## Задание
Пожалуйста, перечислите все языки, которые называются в тексте о двуязычии поэтов ниже.

## Фрагмент текста
--
Интересным явлением назову двуязычие некоторых поэтов, писавших на обоих языках, которое я смог проанализировать. Болеслав Лесьмян писал сначала скорее по-русски («Лунное похмелье»), и спасибо издателям последнего тома «Избранной поэзии» (ALGO, Торунь, 1995) за то, что среди произведений они поместили эти русские стихи, набранные кириллицей. Это позволяет заметить нечто такое, что выразительнее всего проявляется у Рильке. Рильке писал стихи по-французски, и много, но куда им до немецких. Поэт, как мне кажется, глубже связан, а значит привязан (в смысле его глубинного укоренения и разветвления) к своему родному языку, то есть французский Рильке как рифмоплет так себе, правильный, но не более. И Лесьмян по-русски так же, ведь куда ему до польского Лесьмяна. Не являясь ни многоязычным компаративистом, ни даже образованным гуманитарием, я не смею утверждать ничего более существенного в этой области. Пожалуй, есть и исключения, и есть, пожалуй, также «застывшие» и закрепившиеся с течением времени обычные недоразумения: то, что англичане принимали за экзотизмы Конрада, бывало просвечивало полонизмами через покров английского стиля... Впрочем, мне кажется, что попытки переоценки текстов становятся доминирующими тогда, когда автор начнет подниматься на все большую Высоту, ведь в этом случае красивым становится и то, что ранее могло сойти только за дефектное.
--
## Показанные записи
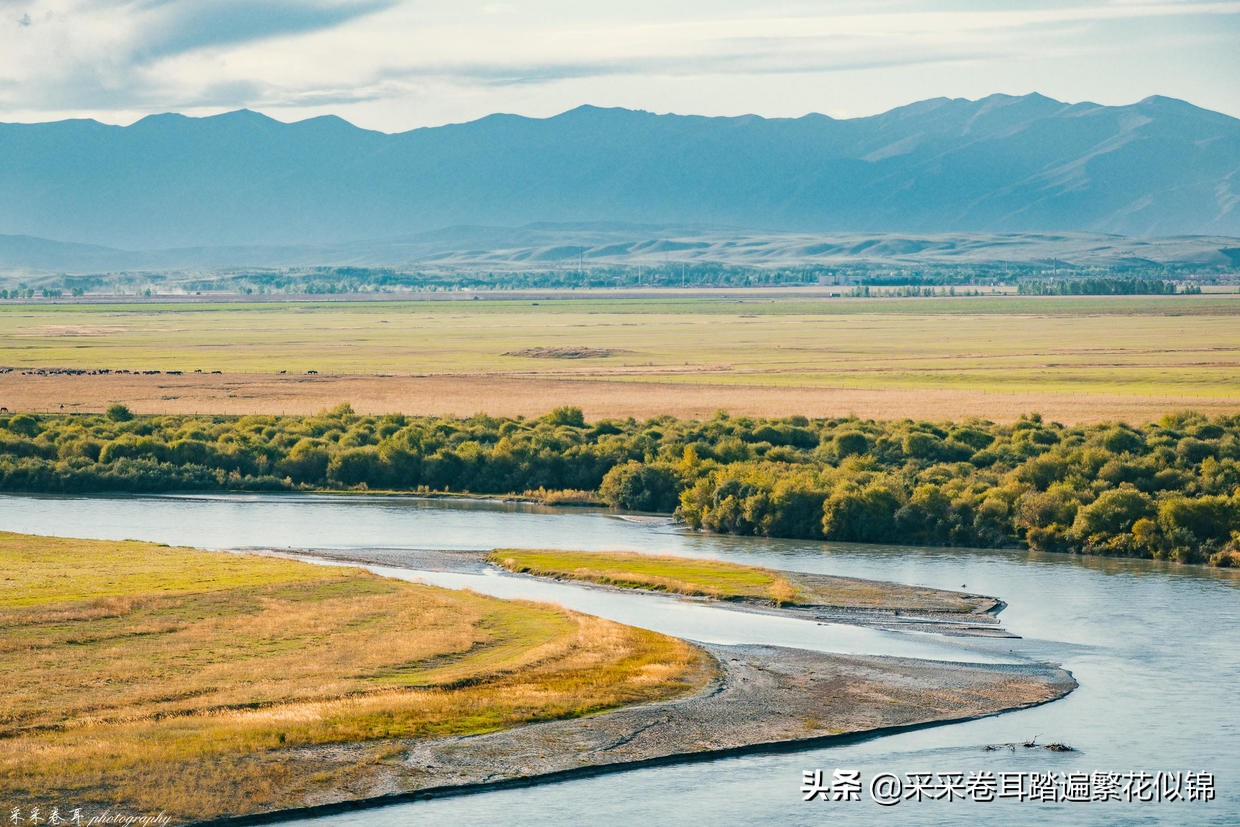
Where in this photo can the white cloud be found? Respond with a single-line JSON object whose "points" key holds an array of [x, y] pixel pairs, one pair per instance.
{"points": [[402, 63]]}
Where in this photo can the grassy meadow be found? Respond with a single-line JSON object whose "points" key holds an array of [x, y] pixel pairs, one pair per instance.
{"points": [[1150, 346], [202, 683]]}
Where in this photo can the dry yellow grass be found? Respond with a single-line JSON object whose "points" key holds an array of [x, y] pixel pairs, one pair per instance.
{"points": [[202, 698], [464, 396], [1073, 358]]}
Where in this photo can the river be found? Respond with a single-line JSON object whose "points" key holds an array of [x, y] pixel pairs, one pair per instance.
{"points": [[1155, 647]]}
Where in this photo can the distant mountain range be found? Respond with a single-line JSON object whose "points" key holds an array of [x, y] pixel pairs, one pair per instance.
{"points": [[546, 247], [997, 165]]}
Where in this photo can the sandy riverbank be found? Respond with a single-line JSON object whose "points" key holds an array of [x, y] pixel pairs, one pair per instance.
{"points": [[893, 606], [764, 699]]}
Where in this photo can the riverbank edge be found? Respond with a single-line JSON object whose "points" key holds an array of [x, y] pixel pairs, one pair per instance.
{"points": [[884, 616], [978, 624], [589, 771]]}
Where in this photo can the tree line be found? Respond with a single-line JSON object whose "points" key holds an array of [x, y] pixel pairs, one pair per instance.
{"points": [[1169, 490]]}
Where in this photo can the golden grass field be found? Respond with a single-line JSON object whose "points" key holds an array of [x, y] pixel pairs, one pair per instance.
{"points": [[1071, 358], [201, 683]]}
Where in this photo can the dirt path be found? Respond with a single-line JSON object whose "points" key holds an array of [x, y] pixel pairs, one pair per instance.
{"points": [[466, 394]]}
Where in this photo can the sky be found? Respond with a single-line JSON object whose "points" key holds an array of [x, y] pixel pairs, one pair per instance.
{"points": [[396, 65]]}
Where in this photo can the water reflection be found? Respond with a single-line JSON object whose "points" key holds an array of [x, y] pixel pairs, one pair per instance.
{"points": [[1153, 646]]}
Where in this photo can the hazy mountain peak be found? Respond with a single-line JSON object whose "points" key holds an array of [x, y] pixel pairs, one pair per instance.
{"points": [[1001, 164]]}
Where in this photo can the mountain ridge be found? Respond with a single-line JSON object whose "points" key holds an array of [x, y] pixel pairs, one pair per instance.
{"points": [[1001, 164]]}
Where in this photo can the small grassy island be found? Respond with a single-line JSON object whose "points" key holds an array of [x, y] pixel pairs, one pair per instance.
{"points": [[206, 683], [734, 582]]}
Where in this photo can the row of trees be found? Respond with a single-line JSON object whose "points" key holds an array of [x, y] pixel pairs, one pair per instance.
{"points": [[1169, 490]]}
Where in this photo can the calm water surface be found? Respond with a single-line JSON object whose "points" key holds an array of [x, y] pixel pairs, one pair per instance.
--
## Итоговый результат
Русский, французский, немецкий, польский, английский.